__THE REQUEST__: Recast every line of the records below as a numbered list, leaving out any blank lines.

Outline labeling records:
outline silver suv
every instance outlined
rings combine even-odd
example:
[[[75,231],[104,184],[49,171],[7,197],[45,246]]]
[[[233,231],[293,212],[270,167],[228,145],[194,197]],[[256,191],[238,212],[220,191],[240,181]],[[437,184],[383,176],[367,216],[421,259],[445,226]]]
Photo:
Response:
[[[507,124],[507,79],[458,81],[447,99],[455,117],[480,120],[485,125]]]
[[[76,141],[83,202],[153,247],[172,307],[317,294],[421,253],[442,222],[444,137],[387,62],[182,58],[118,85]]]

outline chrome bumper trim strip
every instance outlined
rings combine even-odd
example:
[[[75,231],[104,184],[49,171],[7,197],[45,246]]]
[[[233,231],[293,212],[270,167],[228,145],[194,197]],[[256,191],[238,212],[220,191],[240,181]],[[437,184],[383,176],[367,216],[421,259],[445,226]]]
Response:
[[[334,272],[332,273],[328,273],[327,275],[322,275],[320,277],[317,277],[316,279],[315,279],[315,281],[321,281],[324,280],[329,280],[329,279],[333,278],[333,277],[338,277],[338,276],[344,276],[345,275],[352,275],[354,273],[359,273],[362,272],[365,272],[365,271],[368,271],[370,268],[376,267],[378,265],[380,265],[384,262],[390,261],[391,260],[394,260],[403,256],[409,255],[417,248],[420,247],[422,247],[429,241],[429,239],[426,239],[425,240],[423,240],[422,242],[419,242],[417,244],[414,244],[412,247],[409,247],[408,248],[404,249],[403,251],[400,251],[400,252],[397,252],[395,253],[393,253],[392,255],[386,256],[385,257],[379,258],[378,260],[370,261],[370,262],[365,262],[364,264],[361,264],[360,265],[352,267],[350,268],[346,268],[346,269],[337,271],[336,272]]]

__EXERCISE RESPONSE__:
1. outline silver suv
2. every instance outlined
3. rings combine even-odd
4. example:
5. [[[75,231],[104,184],[49,171],[7,197],[45,246]]]
6. [[[233,231],[293,212],[270,167],[228,145],[194,197]],[[256,191],[238,212],[220,191],[240,181]],[[437,184],[383,176],[367,216],[421,259],[445,226]]]
7. Photo:
8. Response:
9. [[[507,124],[507,79],[458,81],[447,99],[455,117],[480,120],[485,125]]]
10. [[[76,141],[83,202],[153,247],[172,307],[317,294],[421,253],[442,222],[444,137],[387,62],[182,58],[118,85]]]
11. outline chrome bumper trim strip
12. every instance outlined
13. rings combine even-odd
14. example:
15. [[[75,231],[104,184],[49,171],[7,197],[45,246]]]
16. [[[233,231],[293,212],[270,167],[228,145],[194,197]],[[256,191],[238,212],[220,191],[240,181]],[[437,184],[383,176],[367,216],[421,259],[445,226]]]
17. Response:
18. [[[334,272],[332,273],[328,273],[327,275],[322,275],[320,277],[317,277],[316,279],[315,279],[315,281],[321,281],[324,280],[329,280],[329,279],[333,278],[333,277],[338,277],[338,276],[344,276],[345,275],[352,275],[354,273],[359,273],[362,272],[365,272],[365,271],[368,271],[370,268],[376,267],[378,265],[380,265],[384,262],[390,261],[391,260],[394,260],[403,256],[409,255],[417,248],[420,247],[422,247],[429,241],[429,239],[426,239],[425,240],[423,240],[422,242],[419,242],[417,244],[414,244],[412,247],[409,247],[408,248],[404,249],[403,251],[400,251],[400,252],[397,252],[395,253],[393,253],[392,255],[386,256],[385,257],[379,258],[378,260],[370,261],[370,262],[365,262],[364,264],[361,264],[360,265],[352,267],[350,268],[346,268],[346,269],[337,271],[336,272]]]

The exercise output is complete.